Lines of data
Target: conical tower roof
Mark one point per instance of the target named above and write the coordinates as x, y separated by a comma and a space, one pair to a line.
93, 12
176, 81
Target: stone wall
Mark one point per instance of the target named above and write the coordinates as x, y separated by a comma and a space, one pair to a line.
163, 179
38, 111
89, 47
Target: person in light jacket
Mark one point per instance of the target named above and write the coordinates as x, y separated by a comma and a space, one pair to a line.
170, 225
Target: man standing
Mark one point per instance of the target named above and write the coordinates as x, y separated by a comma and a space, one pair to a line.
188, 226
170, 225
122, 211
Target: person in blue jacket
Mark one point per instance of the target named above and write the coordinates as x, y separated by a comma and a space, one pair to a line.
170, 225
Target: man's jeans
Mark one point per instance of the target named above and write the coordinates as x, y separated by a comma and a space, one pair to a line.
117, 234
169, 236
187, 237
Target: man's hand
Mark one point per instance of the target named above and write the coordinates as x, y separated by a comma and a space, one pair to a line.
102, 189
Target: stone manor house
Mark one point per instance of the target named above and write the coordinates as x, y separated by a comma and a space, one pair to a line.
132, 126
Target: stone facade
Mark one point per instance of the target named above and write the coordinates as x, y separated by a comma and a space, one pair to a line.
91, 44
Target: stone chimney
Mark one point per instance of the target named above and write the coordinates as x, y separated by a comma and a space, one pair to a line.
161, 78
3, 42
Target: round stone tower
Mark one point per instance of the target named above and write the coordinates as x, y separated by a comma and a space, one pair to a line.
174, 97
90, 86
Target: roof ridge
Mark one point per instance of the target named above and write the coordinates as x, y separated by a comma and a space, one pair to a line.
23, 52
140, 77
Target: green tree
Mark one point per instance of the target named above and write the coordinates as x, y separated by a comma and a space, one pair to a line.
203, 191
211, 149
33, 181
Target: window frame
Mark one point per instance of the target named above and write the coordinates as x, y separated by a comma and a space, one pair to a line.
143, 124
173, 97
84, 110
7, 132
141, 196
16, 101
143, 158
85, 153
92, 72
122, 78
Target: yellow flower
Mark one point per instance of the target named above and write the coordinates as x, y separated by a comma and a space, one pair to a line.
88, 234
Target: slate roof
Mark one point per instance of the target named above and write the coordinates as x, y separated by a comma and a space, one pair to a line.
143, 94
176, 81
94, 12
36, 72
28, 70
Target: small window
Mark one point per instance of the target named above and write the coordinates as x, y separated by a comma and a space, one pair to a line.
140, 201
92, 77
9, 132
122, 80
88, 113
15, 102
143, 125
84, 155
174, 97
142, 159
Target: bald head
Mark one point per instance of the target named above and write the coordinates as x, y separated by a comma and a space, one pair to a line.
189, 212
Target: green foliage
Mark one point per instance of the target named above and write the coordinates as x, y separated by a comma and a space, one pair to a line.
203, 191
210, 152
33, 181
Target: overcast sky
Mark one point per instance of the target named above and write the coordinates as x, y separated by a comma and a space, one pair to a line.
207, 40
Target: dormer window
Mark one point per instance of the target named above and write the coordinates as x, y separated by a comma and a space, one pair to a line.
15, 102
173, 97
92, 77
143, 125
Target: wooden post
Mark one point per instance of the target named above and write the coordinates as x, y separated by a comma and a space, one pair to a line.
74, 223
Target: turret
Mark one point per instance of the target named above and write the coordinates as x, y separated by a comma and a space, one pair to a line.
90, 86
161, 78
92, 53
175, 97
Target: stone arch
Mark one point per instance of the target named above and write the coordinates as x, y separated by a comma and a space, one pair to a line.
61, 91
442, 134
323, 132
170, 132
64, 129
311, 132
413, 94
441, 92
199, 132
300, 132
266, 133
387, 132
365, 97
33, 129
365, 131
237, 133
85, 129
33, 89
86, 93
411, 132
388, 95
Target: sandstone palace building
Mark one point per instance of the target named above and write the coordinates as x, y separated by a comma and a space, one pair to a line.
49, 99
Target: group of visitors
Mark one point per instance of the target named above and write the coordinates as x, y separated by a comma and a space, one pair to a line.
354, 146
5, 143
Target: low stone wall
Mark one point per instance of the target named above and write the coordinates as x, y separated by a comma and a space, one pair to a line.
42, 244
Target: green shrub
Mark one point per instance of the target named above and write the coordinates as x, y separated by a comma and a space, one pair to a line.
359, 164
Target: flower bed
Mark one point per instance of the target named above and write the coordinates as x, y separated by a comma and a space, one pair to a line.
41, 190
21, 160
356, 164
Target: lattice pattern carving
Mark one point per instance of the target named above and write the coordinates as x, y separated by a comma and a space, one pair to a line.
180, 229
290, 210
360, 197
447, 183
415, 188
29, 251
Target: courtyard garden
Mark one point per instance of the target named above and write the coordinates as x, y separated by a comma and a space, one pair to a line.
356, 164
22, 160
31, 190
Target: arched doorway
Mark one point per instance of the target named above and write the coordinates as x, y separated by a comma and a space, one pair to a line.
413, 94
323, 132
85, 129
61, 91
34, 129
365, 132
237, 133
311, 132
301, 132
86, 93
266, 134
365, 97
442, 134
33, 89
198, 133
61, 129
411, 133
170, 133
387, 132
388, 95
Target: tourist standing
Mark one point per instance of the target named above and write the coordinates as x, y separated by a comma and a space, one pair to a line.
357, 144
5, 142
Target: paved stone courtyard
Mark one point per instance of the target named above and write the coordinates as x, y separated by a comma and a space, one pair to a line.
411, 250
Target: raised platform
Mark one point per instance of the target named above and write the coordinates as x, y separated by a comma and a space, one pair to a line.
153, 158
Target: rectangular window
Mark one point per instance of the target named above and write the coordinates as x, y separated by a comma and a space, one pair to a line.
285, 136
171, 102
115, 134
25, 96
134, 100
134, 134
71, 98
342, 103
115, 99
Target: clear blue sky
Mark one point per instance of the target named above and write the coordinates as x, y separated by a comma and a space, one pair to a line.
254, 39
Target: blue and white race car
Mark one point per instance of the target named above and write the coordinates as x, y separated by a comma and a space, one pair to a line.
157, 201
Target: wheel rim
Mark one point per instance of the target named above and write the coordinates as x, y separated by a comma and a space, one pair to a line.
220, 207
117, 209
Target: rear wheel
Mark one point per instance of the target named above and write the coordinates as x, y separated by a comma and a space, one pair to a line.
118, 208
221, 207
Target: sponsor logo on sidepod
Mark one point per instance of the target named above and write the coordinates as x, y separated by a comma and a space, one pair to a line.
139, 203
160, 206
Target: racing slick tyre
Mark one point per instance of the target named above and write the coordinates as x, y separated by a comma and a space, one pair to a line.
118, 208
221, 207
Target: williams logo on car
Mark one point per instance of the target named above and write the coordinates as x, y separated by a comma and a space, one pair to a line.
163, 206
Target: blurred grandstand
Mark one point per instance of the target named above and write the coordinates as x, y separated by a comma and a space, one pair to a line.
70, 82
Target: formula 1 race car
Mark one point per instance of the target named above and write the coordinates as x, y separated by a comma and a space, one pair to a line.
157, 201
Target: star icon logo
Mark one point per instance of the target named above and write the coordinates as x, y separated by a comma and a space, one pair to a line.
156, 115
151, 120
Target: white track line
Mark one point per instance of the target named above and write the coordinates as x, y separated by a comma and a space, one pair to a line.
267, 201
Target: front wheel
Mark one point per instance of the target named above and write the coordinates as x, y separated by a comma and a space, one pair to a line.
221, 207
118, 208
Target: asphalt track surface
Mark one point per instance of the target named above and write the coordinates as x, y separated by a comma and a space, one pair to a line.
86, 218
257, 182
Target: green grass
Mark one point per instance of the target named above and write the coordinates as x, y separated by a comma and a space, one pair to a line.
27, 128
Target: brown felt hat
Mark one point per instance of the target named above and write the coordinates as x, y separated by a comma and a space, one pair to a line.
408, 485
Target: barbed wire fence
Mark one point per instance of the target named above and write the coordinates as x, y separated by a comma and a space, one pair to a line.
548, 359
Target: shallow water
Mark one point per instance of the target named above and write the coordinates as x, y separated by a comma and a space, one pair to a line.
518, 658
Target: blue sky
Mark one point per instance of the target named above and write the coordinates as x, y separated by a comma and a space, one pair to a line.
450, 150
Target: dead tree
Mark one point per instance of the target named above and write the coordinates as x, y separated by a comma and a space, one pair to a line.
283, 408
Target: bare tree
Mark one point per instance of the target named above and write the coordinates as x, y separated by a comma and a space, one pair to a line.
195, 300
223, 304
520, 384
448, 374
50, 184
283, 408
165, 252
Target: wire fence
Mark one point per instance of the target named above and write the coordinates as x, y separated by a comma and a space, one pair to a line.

### What to work on:
Exactly as written, give again every line from the one containing "Target: shallow water" through the last line of the material above, and no other lines.

### Task solution:
Target: shallow water
Mark one point per instance of the target named above and write the coordinates as x, y separated by a comma and a space, one pair to a line.
518, 658
Target: blue sky
Mark one point per instance of the target named above and write the coordinates as x, y separated by a comma and a space, one pair to a line.
450, 150
Target: dead tree
Mark one point per instance of the target named above and write the coordinates as x, y separated by a comma and a space, one pair to a line.
283, 408
Target: bare tree
Mark one point per instance of the target named above and write the coordinates as x, y separated by a comma and a space, one pair to a line.
195, 300
223, 304
520, 384
448, 374
50, 184
283, 408
165, 252
Target: wire fence
Mark one point per instance of the target named above and write the coordinates as x, y separated by a comma and a space, one pair to a line.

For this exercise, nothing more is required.